Restate each entry word for word, leaving nothing out.
**** Provided entries ****
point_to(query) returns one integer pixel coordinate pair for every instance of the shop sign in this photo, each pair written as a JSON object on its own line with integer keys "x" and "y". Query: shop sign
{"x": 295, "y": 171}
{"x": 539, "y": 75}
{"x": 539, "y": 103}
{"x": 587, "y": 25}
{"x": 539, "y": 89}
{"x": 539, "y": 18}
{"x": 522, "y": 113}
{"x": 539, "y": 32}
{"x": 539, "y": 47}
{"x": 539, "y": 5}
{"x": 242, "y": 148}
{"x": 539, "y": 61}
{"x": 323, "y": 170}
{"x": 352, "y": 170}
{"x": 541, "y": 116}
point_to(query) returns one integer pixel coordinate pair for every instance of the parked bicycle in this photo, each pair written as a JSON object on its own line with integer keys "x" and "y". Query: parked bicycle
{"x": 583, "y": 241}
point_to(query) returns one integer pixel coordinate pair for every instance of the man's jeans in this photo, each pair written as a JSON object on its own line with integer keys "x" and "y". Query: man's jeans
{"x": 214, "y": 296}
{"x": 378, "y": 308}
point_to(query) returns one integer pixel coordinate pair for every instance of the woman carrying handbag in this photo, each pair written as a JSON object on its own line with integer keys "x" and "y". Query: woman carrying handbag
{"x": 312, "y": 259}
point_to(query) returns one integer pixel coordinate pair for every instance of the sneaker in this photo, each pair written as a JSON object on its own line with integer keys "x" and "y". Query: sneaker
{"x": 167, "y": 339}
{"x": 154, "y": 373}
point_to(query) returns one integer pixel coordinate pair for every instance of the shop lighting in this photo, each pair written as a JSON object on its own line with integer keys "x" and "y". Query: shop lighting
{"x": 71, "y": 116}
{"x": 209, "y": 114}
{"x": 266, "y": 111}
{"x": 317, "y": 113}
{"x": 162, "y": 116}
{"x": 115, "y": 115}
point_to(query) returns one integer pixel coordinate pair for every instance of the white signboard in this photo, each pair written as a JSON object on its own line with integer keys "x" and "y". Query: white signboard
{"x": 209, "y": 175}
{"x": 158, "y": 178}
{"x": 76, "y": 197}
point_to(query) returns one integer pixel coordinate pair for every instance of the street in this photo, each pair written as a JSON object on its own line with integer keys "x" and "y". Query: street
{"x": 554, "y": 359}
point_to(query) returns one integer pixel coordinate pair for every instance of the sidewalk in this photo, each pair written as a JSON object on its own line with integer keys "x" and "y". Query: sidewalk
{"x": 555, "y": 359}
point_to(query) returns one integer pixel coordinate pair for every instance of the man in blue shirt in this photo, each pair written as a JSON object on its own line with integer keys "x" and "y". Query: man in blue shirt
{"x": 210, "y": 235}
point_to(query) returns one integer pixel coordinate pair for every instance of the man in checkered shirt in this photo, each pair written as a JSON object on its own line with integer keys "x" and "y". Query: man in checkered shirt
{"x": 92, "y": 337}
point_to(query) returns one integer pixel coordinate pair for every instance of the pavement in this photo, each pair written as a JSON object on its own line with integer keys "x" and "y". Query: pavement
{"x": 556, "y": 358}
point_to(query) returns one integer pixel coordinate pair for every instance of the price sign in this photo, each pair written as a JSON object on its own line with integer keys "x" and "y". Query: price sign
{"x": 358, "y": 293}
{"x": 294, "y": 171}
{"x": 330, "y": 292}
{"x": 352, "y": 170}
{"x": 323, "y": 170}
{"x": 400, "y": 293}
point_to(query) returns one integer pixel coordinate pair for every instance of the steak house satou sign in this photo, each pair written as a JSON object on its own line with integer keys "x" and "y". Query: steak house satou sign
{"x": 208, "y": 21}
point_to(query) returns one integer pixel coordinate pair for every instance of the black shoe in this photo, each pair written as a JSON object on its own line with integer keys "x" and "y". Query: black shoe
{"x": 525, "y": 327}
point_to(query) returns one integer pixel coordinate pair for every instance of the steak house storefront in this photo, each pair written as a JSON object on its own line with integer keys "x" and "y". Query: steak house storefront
****
Complete output –
point_to(query) returns one integer pixel coordinate pair for every instance of the shop sign in this photo, each pair written as a JSON object on its own line with integer keys "x" and "y". Query: shop sign
{"x": 295, "y": 171}
{"x": 539, "y": 75}
{"x": 539, "y": 103}
{"x": 587, "y": 25}
{"x": 539, "y": 89}
{"x": 539, "y": 18}
{"x": 522, "y": 113}
{"x": 539, "y": 32}
{"x": 539, "y": 47}
{"x": 539, "y": 5}
{"x": 242, "y": 148}
{"x": 539, "y": 61}
{"x": 323, "y": 170}
{"x": 352, "y": 170}
{"x": 541, "y": 116}
point_to(query) returns one integer pixel coordinate pair for every instance of the parked bicycle in this photo, each pair written as a JSON object on its own line with integer keys "x" and "y". Query: parked bicycle
{"x": 583, "y": 241}
point_to(query) returns one integer pixel coordinate pair for every instance of the man's jeans in this photo, each pair written as a JSON object on its own line with integer keys "x" and "y". Query: man's jeans
{"x": 214, "y": 296}
{"x": 378, "y": 308}
point_to(query) returns one integer pixel coordinate pair for every instance of the woman carrying handbag in this photo, each pair written as a JSON object on its own line with integer keys "x" and "y". Query: woman carrying handbag
{"x": 312, "y": 259}
point_to(query) returns one integer pixel coordinate pair for every instance of the sneaker in this photo, each pair written as a JSON object on its own line with integer keys "x" and "y". Query: sneaker
{"x": 167, "y": 339}
{"x": 154, "y": 373}
point_to(query) returns one integer pixel coordinate pair for every instance of the shop lighting in this photo, each pair written as a JSON object on its own line with integer keys "x" and "y". Query: shop lighting
{"x": 71, "y": 116}
{"x": 209, "y": 114}
{"x": 266, "y": 111}
{"x": 317, "y": 113}
{"x": 162, "y": 116}
{"x": 115, "y": 115}
point_to(query) returns one integer pixel coordinate pair for every instance of the white signboard in this photo, each pair written as a JSON object on its own line with integer keys "x" and "y". Query: white signboard
{"x": 209, "y": 175}
{"x": 158, "y": 178}
{"x": 76, "y": 197}
point_to(query) returns one integer pixel coordinate pair for every instance of the street in this photo, each pair written as a JSON object on its own line with integer keys "x" and "y". Query: street
{"x": 554, "y": 359}
point_to(query) returns one integer pixel coordinate pair for every instance of the sidewalk in this photo, each pair written as a JSON object on its own line with integer keys "x" and "y". Query: sidewalk
{"x": 555, "y": 359}
point_to(query) returns one integer pixel coordinate pair for every instance of the man in blue shirt in this photo, each pair written as a JSON object on its own line with integer keys "x" and "y". Query: man in blue shirt
{"x": 210, "y": 235}
point_to(query) returns one integer pixel coordinate pair for every instance of the man in checkered shirt in this photo, each pair written as a JSON object on its own line with integer keys "x" and "y". Query: man in checkered shirt
{"x": 92, "y": 337}
point_to(query) returns one integer pixel coordinate pair for every instance of the pavement in this photo, each pair written as a JSON object on its own line with integer keys "x" and "y". Query: pavement
{"x": 556, "y": 358}
point_to(query) returns one integer pixel coordinate pair for every instance of the price sign in this photo, each pair written as a JSON object on its own line with integer keys "x" and "y". Query: price sign
{"x": 358, "y": 293}
{"x": 294, "y": 171}
{"x": 330, "y": 292}
{"x": 352, "y": 170}
{"x": 323, "y": 170}
{"x": 400, "y": 293}
point_to(query) returns one integer pixel coordinate pair for every instance of the steak house satou sign in this photo, each pair written as a JSON object on its own line with integer keys "x" and "y". Query: steak house satou sign
{"x": 208, "y": 21}
point_to(query) returns one integer pixel coordinate pair for every instance of the black shoe in this photo, each pair written as a JSON object on its own line with integer keys "x" and "y". Query: black shoe
{"x": 525, "y": 327}
point_to(query) returns one integer pixel coordinate pair for every instance of the steak house storefront in this photo, each pair written as a JSON object on its own line with integer keys "x" and "y". Query: steak house storefront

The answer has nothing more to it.